_Assignment_: Copy the data precisely, keeping every character.

_Dataset excerpts_:

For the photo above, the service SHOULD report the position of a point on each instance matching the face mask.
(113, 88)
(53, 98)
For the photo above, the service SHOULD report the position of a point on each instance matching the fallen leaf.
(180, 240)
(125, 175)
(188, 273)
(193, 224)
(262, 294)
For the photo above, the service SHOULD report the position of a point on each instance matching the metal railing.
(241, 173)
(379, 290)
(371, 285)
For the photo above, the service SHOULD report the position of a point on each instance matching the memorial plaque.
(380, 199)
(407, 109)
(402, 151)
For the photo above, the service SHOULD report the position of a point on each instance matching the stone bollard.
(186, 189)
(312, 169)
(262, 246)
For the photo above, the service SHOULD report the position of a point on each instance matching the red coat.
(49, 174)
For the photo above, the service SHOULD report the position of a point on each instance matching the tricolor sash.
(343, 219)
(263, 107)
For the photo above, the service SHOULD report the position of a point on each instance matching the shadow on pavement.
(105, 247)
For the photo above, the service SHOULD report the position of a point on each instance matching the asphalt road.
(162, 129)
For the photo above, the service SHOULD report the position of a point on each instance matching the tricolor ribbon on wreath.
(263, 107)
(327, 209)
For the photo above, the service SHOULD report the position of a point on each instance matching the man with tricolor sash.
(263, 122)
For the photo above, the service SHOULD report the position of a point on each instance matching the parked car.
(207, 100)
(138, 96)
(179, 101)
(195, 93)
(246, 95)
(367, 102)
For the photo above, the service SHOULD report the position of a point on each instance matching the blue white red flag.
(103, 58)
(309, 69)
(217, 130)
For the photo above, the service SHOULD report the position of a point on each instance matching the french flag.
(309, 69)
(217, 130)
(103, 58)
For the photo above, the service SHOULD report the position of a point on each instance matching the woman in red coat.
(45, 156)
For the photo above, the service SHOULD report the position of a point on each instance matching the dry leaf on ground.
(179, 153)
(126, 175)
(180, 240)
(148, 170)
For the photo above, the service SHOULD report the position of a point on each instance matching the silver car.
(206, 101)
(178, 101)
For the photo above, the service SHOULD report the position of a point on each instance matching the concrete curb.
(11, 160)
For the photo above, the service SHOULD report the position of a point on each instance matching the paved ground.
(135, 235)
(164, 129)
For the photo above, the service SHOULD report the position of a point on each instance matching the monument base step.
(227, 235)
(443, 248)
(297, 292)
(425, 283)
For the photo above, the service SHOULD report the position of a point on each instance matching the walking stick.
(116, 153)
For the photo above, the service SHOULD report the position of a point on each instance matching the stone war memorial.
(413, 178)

_Answer to the problem_:
For the photo above, the service SHOULD report the position of a point on each instance matching the face mask.
(113, 88)
(53, 98)
For the photo above, the service SHOULD report the position of a point on each instance matching the fallen leaf.
(180, 240)
(125, 175)
(188, 273)
(193, 224)
(262, 294)
For the photo above, the service SHOULD report the position of a point on each instance matching the metal railing.
(241, 173)
(379, 290)
(371, 285)
For the photo above, the service SHOULD report the position of a point on each instance matching the memorial plaque.
(380, 199)
(407, 109)
(402, 151)
For the photo above, the service SHOULD report the position of a point on each instance matching the stone bollard.
(186, 189)
(312, 169)
(262, 246)
For the photo above, the service SHOULD report the position of a point on each instance matching the red coat.
(49, 174)
For the photo above, the service SHOULD report the position of a point on each instance matching the tricolor sash.
(343, 219)
(263, 107)
For the photo above, the service SHOULD report the position of a point on each instance matching the shadow on pavement.
(105, 247)
For the photo above, the service SHOULD report the position of a point on each instance matching the asphalt road.
(162, 129)
For the photo above, the service SHOULD report the position of a point on each instance matching the tricolor ribbon on wreath.
(263, 107)
(327, 209)
For the photo above, the service SHOULD report the position of a point on each instance matching the man with tricolor sash.
(263, 122)
For the photo above, the service SHOULD report the position of a point on each instance matching the parked car.
(207, 100)
(138, 96)
(179, 101)
(195, 93)
(246, 95)
(367, 102)
For the photo above, the service SHOULD report the position of a point on each instance matching the blue white red flag.
(103, 58)
(309, 69)
(217, 130)
For the photo above, the service SHOULD report the position of a point on each instance matching the french flag.
(309, 69)
(217, 130)
(103, 58)
For the photo above, the service SHOULD report the position of a point on each instance matching the woman in red coat.
(45, 156)
For the photo above, the service SHOULD report the position of a point on each instance matching the dry leaf on ground.
(179, 153)
(126, 175)
(180, 240)
(148, 170)
For the photo above, the service SHOULD report the position of a point on each instance matching the silver car.
(206, 101)
(178, 101)
For the photo above, the service SHOULD report the position of a point on each instance matching the concrete curb.
(11, 160)
For the photo above, the service SHOULD report the position of a point on each instance matching the paved ground.
(135, 235)
(164, 129)
For the photo above, the service SHOULD report the position of a point on each instance matching the monument base step.
(227, 235)
(443, 248)
(297, 292)
(425, 283)
For the photo above, the service SHOULD report the position of a point on each instance matching the walking stick.
(116, 153)
For the photo above, the service SHOULD report the position of a point on each instance matching the stone war memorial.
(413, 178)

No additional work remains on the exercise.